§ Objective
Can you print all of the rows below, character for character, with nothing altered?

— begin Input material —

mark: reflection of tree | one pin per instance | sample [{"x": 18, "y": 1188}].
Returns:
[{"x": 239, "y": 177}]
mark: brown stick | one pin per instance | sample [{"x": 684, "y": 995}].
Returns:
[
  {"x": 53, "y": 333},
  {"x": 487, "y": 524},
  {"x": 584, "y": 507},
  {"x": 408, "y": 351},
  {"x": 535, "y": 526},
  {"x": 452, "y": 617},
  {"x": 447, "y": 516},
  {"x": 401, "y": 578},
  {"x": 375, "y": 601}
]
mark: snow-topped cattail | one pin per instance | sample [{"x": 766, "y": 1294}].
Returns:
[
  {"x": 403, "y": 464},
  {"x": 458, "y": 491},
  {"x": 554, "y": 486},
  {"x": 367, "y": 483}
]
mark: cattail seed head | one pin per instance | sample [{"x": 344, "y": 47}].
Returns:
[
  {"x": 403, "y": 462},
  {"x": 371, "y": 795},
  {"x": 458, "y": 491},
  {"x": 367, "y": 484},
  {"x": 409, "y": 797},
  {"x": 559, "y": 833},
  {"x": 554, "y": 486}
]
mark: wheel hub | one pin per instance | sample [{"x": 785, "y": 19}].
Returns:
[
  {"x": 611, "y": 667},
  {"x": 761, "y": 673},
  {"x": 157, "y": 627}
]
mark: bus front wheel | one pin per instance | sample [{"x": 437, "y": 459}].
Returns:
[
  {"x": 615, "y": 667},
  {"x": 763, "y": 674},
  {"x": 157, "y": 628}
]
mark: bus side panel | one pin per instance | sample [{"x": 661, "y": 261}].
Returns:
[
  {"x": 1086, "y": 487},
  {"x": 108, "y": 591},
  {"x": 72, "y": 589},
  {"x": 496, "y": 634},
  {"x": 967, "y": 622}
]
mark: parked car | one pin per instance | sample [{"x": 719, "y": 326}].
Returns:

— end Input material —

§ Answer for this exercise
mark: reflection of tree | one pin per instance | sample [{"x": 18, "y": 1188}].
Returns:
[{"x": 239, "y": 177}]
mark: brown stick | one pin per instance | sample [{"x": 684, "y": 995}].
Returns:
[
  {"x": 53, "y": 333},
  {"x": 487, "y": 524},
  {"x": 584, "y": 507},
  {"x": 408, "y": 351},
  {"x": 535, "y": 526},
  {"x": 452, "y": 617},
  {"x": 447, "y": 516},
  {"x": 401, "y": 578},
  {"x": 375, "y": 601}
]
mark: snow-topped cattail | one pin per instance | sample [{"x": 766, "y": 1294}].
Returns:
[
  {"x": 403, "y": 464},
  {"x": 458, "y": 491},
  {"x": 554, "y": 486},
  {"x": 367, "y": 483}
]
mark: cattail seed head | one pin per instance | sample [{"x": 344, "y": 47}].
Returns:
[
  {"x": 403, "y": 462},
  {"x": 371, "y": 795},
  {"x": 458, "y": 491},
  {"x": 367, "y": 484},
  {"x": 409, "y": 797},
  {"x": 559, "y": 833},
  {"x": 554, "y": 486}
]
mark: wheel hub | one pin per instance | sample [{"x": 785, "y": 19}].
Returns:
[
  {"x": 611, "y": 667},
  {"x": 761, "y": 673},
  {"x": 157, "y": 627}
]
mark: bus front wheel | one pin per instance | sample [{"x": 437, "y": 459}].
Returns:
[
  {"x": 615, "y": 667},
  {"x": 763, "y": 674},
  {"x": 157, "y": 628}
]
mark: bus side panel | one pin per instance | sample [{"x": 661, "y": 261}].
Returns:
[
  {"x": 1086, "y": 487},
  {"x": 108, "y": 591},
  {"x": 72, "y": 589},
  {"x": 496, "y": 634},
  {"x": 967, "y": 622}
]
mark: parked car | one pin per instance | sample [{"x": 719, "y": 326}].
Returns:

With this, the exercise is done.